Provide an exact transcription of all the records.

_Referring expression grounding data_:
====

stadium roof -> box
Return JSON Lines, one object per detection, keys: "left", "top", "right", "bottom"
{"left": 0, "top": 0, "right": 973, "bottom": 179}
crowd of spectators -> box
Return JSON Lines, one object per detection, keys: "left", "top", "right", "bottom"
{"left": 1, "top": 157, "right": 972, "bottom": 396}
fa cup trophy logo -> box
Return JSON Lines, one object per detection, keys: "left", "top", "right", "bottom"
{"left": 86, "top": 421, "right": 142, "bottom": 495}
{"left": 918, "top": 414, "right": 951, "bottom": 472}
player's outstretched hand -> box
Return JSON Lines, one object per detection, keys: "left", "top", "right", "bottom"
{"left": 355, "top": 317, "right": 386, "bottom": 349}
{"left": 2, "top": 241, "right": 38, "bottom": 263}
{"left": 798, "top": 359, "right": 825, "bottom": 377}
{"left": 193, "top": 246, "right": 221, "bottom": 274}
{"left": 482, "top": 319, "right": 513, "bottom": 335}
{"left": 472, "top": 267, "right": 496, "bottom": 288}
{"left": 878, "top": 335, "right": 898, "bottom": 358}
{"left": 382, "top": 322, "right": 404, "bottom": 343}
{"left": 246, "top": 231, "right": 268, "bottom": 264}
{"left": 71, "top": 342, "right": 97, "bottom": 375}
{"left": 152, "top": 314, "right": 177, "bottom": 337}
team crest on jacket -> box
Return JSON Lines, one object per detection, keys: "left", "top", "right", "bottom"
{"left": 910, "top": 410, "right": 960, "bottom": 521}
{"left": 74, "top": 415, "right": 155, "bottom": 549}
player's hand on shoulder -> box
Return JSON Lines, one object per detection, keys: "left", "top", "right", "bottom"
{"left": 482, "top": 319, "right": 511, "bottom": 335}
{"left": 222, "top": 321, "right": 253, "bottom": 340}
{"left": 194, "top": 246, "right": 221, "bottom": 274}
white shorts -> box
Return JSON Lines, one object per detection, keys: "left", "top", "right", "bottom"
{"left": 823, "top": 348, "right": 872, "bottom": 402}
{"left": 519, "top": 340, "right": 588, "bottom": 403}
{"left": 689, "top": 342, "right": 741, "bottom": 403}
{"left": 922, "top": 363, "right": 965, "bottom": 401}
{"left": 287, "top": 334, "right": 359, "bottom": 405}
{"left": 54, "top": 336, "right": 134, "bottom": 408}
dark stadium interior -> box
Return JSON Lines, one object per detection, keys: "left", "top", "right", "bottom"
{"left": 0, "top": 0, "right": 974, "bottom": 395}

====

_RESULT OF THIS EXERCISE_:
stadium roof -> box
Return JSON Lines, one object per detection, keys: "left", "top", "right", "bottom"
{"left": 0, "top": 0, "right": 973, "bottom": 179}
crowd of spectators -> box
Return JSON Lines, one object per detection, keys: "left", "top", "right", "bottom"
{"left": 1, "top": 157, "right": 972, "bottom": 396}
fa cup trophy logo -> box
Return JSON Lines, one object per detection, keys: "left", "top", "right", "bottom"
{"left": 86, "top": 421, "right": 142, "bottom": 495}
{"left": 918, "top": 414, "right": 951, "bottom": 472}
player's outstretched hand -> box
Return JSON Lines, one object per detection, keys: "left", "top", "right", "bottom"
{"left": 355, "top": 317, "right": 386, "bottom": 349}
{"left": 2, "top": 241, "right": 38, "bottom": 263}
{"left": 798, "top": 359, "right": 825, "bottom": 377}
{"left": 193, "top": 246, "right": 221, "bottom": 274}
{"left": 482, "top": 319, "right": 513, "bottom": 335}
{"left": 472, "top": 267, "right": 496, "bottom": 288}
{"left": 878, "top": 335, "right": 898, "bottom": 358}
{"left": 382, "top": 322, "right": 404, "bottom": 343}
{"left": 246, "top": 231, "right": 268, "bottom": 264}
{"left": 71, "top": 342, "right": 97, "bottom": 375}
{"left": 152, "top": 314, "right": 177, "bottom": 337}
team crest on jacket -> box
Return JSON Lines, one object per detection, keys: "left", "top", "right", "bottom"
{"left": 910, "top": 410, "right": 960, "bottom": 521}
{"left": 74, "top": 415, "right": 155, "bottom": 549}
player's hand on shoulder -> box
Return JSON Lines, one object per detection, keys: "left", "top", "right", "bottom"
{"left": 482, "top": 319, "right": 511, "bottom": 335}
{"left": 222, "top": 321, "right": 253, "bottom": 340}
{"left": 194, "top": 246, "right": 221, "bottom": 274}
white shorts -> box
Return JSON Lines, one object per detection, keys: "left", "top", "right", "bottom"
{"left": 823, "top": 348, "right": 872, "bottom": 402}
{"left": 519, "top": 340, "right": 588, "bottom": 403}
{"left": 689, "top": 342, "right": 741, "bottom": 403}
{"left": 922, "top": 363, "right": 965, "bottom": 401}
{"left": 287, "top": 334, "right": 359, "bottom": 405}
{"left": 54, "top": 336, "right": 134, "bottom": 408}
dark stadium interior -> box
Return JSON Lines, one object per detection, keys: "left", "top", "right", "bottom"
{"left": 0, "top": 0, "right": 974, "bottom": 395}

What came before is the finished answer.